═════ TEXTO FORNECIDO ═════
Agradeço a oportunidade de contribuir para a presente discussão e ter sido convidada para expor a perspectiva feminista sobre a temática debatida aqui hoje. 

Sou mestre e pesquisadora em Ciências Sociais e, à frente do Instituto Modefica, uma organização ecofeminista, atuei 10 anos na área de jornalismo e pesquisa, me dedicando sobretudo à intersecção entre questões de gênero e questões climáticas e ambientais.

Nos últimos dois anos, passei a contribuir também com organizações feministas e de mulheres dedicadas à luta pela manutenção e ampliação dos direitos das mulheres e meninas baseados no sexo. 

A própria necessidade de existir uma audiência pública como esta reflete a realidade na qual vivemos: os direitos das mulheres nunca estão permanentemente garantidos e conquistas históricas podem ser desmanteladas em um piscar de olhos. 

Banheiros separados por sexo não existem por acaso. Eles são um direito conquistado e cumprem uma função central na promoção da equidade de gênero, sobretudo no que diz respeito à inclusão das mulheres no espaço público. 

Não é coincidência que a reivindicação por banheiros femininos passe a acontecer de forma mais preponderante no final do século XIX, refletindo a luta das mulheres em todo o globo por reconhecimento e acesso ao trabalho, à vida social e política. No documento apresentado para esta audiência, a MATRIA traz uma perspectiva histórica resumida que demonstra que banheiros separados por sexo são essenciais para que mulheres possam habitar o espaço público.

Em um relatório de 2011, a ONU reconheceu que o acesso a banheiros separados por sexo é um direito humano, essencial para que meninas possam frequentar escolas e permanecer nelas após a puberdade. Nas palavras da própria ONU, não se trata apenas de meninas terem sua intimidade preservada, mas sim, e eu abro aspas “de uma necessidade muito maior de privacidade e dignidade durante a menstruação”. Além da ONU, relatórios similares do Banco Mundial (2024) e da UNICEF (2023) atestam o mesmo. O que pode parecer completamente trivial aos olhos de alguns é, na verdade, um marco civilizatório indispensável para que mulheres tenham acesso à educação e possam buscar uma vida digna e autônoma. 

A importância de espaços íntimos separados por sexo também fica evidente após catástrofes ambientais e climáticas. Algo que, infelizmente, vamos vivenciar com cada vez mais frequência. A MATRIA mencionou o caso do Rio Grande do Sul. Este não foi um caso isolado. 

O padrão de aumento da violência sexual contra meninas e mulheres após eventos climáticos extremos foi analisado pela ONU e pela organização dedicada à avançar os direitos das meninas no mundo, PLAN International. Ao trabalhar com dados de diversos países, ambas as organizações atestaram a necessidade dos planos de emergência contarem com, entre outras medidas, abrigos e banheiros separados por sexo para garantir a privacidade e a segurança de mulheres e crianças. 

Banheiros separados por sexo são necessários para, objetivamente, proteger mulheres e meninas de possíveis violências sexuais, exercidas majoritariamente por pessoas do sexo masculino. Eles também garantem privacidade e dignidade para metade da população do país.

Mas eu também gostaria de trazer a experiência psíquica de mulheres que foram vítimas de abuso sexual. Para muitas destas mulheres, compartilhar espaços íntimos com pessoas do sexo masculino representa uma tormenta diretamente relacionada ao trauma.
═════ REGISTROS DE DADOS ═════
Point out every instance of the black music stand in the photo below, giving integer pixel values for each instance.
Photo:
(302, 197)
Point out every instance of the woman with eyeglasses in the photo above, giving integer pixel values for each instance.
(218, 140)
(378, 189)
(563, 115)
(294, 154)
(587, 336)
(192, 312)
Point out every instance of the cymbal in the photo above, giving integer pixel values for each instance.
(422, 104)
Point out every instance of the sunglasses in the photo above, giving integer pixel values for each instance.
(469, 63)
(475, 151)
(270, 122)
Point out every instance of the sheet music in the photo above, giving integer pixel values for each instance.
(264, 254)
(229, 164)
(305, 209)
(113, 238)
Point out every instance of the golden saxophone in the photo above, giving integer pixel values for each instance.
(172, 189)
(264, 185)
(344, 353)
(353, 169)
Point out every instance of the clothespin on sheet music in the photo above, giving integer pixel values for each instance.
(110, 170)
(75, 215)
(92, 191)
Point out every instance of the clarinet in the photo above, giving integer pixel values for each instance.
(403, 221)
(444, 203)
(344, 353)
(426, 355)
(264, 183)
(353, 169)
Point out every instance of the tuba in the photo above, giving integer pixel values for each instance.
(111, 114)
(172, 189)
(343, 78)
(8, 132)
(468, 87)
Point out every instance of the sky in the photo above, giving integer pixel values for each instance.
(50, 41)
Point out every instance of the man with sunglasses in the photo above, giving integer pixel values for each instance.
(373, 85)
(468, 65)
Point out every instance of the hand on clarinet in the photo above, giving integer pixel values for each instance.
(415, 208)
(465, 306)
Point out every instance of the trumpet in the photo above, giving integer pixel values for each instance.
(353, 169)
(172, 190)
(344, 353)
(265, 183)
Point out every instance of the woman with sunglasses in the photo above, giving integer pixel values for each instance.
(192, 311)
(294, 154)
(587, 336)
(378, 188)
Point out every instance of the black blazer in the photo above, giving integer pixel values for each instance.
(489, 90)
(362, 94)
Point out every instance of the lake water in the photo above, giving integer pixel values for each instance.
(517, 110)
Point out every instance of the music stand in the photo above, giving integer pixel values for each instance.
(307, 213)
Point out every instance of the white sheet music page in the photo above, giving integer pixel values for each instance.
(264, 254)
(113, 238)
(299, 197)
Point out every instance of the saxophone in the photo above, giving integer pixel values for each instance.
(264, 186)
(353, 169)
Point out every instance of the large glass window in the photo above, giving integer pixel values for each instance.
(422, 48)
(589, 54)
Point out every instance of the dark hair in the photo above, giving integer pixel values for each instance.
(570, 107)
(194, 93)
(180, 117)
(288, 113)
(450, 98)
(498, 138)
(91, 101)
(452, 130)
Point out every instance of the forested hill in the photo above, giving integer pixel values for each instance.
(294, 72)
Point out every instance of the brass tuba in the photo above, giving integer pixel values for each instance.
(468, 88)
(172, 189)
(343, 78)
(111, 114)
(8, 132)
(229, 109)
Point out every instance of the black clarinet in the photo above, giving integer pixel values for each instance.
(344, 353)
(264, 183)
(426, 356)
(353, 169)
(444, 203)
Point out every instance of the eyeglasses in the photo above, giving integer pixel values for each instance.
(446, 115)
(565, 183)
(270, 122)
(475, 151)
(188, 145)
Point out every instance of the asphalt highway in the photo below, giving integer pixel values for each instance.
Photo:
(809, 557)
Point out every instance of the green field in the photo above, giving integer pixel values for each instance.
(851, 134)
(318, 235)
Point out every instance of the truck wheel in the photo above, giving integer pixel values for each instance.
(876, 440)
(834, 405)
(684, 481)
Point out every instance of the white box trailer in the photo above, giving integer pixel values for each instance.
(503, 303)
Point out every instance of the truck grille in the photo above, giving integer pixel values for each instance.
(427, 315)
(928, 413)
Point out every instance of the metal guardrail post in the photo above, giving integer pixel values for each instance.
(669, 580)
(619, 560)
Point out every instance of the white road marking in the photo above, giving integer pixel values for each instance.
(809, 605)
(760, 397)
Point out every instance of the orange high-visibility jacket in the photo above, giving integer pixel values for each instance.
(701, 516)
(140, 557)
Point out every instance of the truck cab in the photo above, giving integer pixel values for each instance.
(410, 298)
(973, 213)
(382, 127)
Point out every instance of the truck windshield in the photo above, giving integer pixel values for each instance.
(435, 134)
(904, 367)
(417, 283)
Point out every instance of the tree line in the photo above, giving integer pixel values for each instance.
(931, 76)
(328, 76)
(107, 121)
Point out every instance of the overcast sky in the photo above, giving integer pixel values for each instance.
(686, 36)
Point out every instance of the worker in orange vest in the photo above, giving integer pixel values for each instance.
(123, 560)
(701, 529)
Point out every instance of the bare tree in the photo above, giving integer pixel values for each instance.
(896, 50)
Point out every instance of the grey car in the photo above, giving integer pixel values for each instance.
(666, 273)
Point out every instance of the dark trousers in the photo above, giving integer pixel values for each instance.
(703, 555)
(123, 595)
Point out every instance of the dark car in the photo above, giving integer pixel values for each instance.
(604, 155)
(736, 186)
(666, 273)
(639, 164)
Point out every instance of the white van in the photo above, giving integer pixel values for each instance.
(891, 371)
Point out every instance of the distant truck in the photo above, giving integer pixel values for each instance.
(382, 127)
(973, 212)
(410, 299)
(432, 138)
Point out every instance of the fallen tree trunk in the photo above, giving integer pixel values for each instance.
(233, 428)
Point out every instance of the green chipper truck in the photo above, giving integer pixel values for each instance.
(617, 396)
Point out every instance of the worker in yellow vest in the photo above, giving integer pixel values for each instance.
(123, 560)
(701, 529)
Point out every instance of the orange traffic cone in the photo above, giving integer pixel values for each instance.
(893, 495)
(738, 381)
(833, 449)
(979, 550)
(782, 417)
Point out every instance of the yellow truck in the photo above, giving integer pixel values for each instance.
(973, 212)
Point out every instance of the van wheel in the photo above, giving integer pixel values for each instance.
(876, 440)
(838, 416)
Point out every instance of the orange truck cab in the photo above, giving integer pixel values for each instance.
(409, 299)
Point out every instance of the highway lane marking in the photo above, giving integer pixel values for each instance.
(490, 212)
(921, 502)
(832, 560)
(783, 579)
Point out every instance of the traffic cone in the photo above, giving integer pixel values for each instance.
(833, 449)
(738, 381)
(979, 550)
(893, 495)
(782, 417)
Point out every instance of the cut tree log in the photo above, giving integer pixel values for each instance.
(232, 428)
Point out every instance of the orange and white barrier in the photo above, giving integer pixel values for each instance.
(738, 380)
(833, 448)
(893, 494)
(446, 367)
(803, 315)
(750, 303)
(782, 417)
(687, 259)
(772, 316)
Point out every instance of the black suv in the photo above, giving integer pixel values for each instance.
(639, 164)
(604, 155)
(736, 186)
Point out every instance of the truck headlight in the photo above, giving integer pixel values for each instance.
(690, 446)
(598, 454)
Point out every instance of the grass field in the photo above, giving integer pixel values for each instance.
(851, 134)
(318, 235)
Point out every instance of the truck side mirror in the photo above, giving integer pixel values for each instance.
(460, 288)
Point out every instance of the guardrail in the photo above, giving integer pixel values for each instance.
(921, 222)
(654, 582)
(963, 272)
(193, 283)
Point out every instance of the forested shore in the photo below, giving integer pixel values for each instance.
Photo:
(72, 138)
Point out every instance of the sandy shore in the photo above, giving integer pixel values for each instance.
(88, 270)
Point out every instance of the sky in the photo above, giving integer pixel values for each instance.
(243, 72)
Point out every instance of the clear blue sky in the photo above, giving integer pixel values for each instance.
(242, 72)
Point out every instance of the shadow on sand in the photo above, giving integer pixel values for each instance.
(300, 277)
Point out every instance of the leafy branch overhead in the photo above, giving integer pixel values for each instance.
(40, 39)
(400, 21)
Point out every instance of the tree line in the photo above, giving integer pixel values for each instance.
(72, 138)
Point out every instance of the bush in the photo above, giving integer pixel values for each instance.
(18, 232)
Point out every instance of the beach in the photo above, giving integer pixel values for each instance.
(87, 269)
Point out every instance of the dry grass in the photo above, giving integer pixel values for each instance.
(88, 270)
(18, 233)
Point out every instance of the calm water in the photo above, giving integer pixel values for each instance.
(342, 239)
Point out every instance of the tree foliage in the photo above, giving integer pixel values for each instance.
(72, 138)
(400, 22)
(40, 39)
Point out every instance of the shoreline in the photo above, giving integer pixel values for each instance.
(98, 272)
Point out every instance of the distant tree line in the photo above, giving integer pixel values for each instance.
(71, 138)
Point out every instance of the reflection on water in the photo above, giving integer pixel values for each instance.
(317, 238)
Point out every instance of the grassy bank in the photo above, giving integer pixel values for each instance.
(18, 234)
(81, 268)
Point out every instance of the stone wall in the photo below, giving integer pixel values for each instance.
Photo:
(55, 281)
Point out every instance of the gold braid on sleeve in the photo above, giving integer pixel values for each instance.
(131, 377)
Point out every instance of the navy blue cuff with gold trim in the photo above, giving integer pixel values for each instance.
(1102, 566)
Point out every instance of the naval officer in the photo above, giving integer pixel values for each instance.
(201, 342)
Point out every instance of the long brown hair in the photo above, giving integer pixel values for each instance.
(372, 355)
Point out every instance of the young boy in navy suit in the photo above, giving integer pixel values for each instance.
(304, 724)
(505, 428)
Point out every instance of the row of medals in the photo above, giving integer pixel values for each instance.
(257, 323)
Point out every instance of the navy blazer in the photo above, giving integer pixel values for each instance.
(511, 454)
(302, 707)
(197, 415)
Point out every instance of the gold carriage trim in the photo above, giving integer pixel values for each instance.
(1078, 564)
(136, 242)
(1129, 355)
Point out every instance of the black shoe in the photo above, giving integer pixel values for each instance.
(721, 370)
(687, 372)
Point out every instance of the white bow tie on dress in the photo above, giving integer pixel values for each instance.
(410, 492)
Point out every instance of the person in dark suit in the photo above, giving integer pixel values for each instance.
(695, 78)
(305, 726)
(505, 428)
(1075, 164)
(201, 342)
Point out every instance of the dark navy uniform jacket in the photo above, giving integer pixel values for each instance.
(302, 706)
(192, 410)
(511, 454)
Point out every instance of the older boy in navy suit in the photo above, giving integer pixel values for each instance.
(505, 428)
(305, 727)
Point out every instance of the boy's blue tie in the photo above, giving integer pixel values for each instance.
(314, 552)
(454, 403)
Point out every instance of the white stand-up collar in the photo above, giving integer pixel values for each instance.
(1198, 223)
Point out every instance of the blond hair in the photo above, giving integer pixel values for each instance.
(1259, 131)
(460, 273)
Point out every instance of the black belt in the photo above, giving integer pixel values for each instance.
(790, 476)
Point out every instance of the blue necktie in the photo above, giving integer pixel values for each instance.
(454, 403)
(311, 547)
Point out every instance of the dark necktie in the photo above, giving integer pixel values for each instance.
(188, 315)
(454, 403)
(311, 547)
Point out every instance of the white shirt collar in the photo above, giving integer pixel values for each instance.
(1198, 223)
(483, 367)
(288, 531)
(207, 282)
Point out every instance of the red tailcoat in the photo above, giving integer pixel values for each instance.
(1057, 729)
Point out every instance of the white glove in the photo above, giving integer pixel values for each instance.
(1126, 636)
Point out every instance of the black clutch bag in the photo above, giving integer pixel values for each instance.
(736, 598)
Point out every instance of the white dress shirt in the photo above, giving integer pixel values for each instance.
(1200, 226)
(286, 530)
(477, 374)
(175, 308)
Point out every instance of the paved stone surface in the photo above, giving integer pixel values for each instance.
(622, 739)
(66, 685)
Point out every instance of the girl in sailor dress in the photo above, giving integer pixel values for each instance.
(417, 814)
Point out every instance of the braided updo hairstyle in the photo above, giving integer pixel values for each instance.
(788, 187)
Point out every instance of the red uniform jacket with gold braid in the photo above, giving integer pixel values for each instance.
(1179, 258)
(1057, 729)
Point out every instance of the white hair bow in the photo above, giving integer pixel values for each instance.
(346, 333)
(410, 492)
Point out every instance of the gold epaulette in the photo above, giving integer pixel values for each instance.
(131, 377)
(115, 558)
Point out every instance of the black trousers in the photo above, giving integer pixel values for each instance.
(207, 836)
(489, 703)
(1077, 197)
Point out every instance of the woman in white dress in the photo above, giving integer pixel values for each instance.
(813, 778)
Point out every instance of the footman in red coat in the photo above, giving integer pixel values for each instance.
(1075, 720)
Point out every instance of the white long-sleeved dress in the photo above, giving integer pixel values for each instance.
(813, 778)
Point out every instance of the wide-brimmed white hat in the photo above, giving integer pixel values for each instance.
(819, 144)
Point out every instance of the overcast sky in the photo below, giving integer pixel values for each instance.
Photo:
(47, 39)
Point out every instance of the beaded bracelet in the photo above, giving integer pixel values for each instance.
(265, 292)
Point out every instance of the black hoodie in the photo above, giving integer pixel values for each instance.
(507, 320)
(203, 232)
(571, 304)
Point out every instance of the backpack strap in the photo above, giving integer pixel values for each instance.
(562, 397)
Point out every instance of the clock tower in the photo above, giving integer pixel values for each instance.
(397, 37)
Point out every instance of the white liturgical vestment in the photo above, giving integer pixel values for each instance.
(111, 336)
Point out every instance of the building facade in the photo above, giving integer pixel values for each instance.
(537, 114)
═════
§ **LISTA DE TAREFAS**
**A.** Liste todas as organizações mencionadas no discurso sobre banheiros separados por sexo.
**B.** Por favor, reproduza do discurso sobre banheiros separados por sexo tudo o que vai de "Sou mestre e" até "piscar de olhos.".
**C.** Dê continuidade ao discurso sobre banheiros separados por sexo a partir do ponto em que ele termina.
O material acima provém de outra fonte.

§ **PROBLEMAS RESOLVIDOS**
**A.**
Instituto Modefica
MATRIA
ONU
Banco Mundial
UNICEF
PLAN International

**B.**
Sou mestre e pesquisadora em Ciências Sociais e, à frente do Instituto Modefica, uma organização ecofeminista, atuei 10 anos na área de jornalismo e pesquisa, me dedicando sobretudo à intersecção entre questões de gênero e questões climáticas e ambientais.

Nos últimos dois anos, passei a contribuir também com organizações feministas e de mulheres dedicadas à luta pela manutenção e ampliação dos direitos das mulheres e meninas baseados no sexo. 

A própria necessidade de existir uma audiência pública como esta reflete a realidade na qual vivemos: os direitos das mulheres nunca estão permanentemente garantidos e conquistas históricas podem ser desmanteladas em um piscar de olhos.

**C.**
Esse grupo, infelizmente, não é pequeno. Se nós trabalharmos a partir da realidade trazida pela pesquisa IPEA, de 2022, que atesta que, a cada minuto, duas mulheres são estupradas no Brasil e 69,9% delas são meninas. Quando obrigamos estas mulheres a cederem às demandas de inclusão de pessoas do sexo masculino em ambientes exclusivamente femininos, estamos garantindo que elas tenham, novamente, sua intimidade violada.

É evidente que desmantelar essa conquista é dar passos para trás na inclusão de mulheres e meninas na sociedade após milênios de exclusão, sobretudo em termos de acesso à educação. E quando eu falo milênios, não estou usando hipérbole. O letramento foi vetado às mulheres em 1.500 a.C. Com raras exceções, as mulheres, enquanto categoria, não tiveram direito à educação até o século XIX. Em alguns países, elas não têm até hoje.

Em 2024 d.C, no Brasil, nós conseguimos garantir às mulheres, ao menos constitucionalmente, o direito à educação e ao uso do espaço público sem precisarmos estar acompanhadas de um homem. Mas nós não conseguimos garantir uma sociedade livre de violência e constrangimentos sexuais para mulheres e meninas.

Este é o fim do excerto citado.